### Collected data
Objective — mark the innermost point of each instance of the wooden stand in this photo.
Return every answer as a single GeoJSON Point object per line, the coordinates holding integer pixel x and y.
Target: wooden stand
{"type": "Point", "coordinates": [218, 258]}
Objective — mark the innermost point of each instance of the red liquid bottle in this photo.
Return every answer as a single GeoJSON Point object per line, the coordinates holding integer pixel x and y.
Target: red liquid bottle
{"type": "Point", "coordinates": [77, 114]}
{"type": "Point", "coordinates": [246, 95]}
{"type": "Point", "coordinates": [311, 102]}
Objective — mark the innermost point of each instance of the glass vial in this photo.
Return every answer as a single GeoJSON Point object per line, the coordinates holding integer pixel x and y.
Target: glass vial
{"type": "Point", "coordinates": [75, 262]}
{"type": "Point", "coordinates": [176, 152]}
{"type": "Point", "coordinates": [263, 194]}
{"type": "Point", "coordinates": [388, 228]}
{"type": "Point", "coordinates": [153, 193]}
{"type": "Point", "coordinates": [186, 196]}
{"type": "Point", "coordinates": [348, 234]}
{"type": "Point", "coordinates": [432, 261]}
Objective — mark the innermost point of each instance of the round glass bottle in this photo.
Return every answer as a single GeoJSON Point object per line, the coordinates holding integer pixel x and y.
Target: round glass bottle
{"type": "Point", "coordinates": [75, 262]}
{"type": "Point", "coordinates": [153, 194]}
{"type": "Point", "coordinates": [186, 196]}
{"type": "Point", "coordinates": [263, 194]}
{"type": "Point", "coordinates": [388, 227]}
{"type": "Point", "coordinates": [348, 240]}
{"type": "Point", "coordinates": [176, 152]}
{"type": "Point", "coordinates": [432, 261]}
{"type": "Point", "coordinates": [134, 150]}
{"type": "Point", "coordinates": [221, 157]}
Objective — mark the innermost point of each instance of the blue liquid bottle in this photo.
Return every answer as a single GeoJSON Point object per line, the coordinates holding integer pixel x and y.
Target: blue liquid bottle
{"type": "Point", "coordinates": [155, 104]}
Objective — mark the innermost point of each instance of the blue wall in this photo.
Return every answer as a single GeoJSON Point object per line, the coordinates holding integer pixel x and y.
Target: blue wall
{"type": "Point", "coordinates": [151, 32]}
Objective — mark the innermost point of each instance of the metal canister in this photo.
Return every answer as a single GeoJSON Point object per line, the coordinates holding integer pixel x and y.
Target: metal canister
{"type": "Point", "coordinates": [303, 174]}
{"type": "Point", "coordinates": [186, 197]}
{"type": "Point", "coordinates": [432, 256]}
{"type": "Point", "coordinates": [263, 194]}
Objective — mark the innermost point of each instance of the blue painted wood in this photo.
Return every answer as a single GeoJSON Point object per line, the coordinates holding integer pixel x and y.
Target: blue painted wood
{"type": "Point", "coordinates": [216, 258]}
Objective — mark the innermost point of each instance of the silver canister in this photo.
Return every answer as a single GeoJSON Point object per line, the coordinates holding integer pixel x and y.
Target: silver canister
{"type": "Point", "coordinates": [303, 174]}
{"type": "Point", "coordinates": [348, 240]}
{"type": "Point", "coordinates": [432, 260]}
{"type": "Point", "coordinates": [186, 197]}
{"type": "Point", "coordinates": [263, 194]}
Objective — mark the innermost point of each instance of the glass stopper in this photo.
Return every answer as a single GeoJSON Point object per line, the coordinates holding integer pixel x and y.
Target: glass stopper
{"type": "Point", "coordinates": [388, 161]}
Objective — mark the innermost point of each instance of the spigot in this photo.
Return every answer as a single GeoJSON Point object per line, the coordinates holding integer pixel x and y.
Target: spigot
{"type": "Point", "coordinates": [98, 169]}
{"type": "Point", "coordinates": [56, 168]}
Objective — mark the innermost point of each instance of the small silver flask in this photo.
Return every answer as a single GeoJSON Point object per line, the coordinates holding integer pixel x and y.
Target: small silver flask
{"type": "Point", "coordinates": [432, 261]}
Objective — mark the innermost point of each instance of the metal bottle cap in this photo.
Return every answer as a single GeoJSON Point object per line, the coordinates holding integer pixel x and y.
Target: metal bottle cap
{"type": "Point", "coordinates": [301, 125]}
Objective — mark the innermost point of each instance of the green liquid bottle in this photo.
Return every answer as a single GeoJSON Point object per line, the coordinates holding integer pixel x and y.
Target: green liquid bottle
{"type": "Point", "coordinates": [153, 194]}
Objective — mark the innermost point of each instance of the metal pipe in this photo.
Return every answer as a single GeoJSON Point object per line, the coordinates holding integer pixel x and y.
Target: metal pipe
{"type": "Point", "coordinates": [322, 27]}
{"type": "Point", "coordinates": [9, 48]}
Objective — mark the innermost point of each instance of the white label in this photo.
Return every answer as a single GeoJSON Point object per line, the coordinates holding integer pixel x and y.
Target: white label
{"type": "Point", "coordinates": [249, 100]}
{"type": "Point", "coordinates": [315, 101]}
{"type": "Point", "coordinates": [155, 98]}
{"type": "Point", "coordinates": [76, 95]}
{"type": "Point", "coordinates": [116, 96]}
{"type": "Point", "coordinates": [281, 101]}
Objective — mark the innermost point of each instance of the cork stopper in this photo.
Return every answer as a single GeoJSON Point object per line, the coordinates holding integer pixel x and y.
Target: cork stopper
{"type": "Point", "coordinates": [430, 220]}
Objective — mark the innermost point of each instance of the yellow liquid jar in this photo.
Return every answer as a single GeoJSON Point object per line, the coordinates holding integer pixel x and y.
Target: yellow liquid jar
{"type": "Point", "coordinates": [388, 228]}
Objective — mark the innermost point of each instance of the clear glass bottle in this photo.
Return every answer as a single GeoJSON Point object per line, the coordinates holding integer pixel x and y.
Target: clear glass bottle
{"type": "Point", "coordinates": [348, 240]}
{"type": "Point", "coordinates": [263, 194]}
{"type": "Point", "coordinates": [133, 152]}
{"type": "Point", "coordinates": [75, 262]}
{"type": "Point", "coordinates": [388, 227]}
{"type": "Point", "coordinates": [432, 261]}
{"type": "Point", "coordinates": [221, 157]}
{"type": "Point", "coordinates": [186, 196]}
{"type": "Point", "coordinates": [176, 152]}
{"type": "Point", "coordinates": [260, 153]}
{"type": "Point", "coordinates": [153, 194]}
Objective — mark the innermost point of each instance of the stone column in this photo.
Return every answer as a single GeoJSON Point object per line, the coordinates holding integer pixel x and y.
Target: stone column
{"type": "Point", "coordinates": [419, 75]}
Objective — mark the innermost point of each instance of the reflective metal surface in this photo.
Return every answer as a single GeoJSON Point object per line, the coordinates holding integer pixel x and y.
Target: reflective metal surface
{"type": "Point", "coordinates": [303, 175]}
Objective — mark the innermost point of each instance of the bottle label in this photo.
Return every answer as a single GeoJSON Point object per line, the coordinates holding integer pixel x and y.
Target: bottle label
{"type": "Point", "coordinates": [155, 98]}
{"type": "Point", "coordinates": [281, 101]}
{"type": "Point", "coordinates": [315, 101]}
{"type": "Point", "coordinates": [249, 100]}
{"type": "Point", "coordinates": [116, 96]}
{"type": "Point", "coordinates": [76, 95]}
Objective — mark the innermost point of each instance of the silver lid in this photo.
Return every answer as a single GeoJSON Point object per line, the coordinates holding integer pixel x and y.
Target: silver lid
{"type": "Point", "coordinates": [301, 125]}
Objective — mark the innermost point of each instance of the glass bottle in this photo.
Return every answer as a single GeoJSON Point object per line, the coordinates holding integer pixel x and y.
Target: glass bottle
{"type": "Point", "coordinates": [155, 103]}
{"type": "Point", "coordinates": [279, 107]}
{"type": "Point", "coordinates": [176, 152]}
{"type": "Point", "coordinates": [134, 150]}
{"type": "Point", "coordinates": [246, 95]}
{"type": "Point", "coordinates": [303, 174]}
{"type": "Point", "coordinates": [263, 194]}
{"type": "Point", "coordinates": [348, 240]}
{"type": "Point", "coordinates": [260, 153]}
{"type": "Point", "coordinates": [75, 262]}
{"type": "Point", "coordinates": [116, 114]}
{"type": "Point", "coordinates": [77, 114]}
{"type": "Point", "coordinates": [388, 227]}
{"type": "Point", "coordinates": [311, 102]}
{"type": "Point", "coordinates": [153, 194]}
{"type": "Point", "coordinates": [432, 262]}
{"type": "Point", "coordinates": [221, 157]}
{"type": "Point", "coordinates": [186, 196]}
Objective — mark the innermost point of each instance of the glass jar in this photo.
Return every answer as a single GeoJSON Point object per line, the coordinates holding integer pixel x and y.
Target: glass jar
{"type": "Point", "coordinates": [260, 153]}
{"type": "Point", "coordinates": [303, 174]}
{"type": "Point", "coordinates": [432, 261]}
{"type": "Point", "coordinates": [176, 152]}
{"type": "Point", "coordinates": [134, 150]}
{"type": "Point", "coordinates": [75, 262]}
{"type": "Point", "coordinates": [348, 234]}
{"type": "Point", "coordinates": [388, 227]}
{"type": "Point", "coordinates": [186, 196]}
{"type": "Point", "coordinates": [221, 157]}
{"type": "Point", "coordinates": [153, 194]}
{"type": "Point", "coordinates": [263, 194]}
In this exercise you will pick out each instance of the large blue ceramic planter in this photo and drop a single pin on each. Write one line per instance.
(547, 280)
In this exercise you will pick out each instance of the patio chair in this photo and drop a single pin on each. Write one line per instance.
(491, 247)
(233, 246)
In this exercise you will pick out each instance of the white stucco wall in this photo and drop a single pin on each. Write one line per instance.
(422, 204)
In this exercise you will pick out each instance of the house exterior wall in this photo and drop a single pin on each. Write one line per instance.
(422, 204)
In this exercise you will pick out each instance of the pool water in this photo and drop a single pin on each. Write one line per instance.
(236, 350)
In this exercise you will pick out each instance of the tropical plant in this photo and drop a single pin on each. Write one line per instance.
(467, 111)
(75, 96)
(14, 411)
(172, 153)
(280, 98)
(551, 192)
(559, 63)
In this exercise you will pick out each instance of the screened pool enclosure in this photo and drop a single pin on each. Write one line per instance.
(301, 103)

### Work to be completed
Looking at the data above, write out exactly the lines that start at the one containing "white label in this photo." and end at the one containing "cork stopper in this photo."; include both and nothing beyond.

### Answer to the problem
Objective — mark the innermost point of each instance of the white label in this photo.
Return every answer as a single GeoJSON Point object per line, the coordinates holding integer pixel x and y.
Target: white label
{"type": "Point", "coordinates": [249, 100]}
{"type": "Point", "coordinates": [315, 101]}
{"type": "Point", "coordinates": [155, 98]}
{"type": "Point", "coordinates": [76, 95]}
{"type": "Point", "coordinates": [116, 96]}
{"type": "Point", "coordinates": [281, 101]}
Objective — mark the innermost point of each instance of the cork stopper in this photo.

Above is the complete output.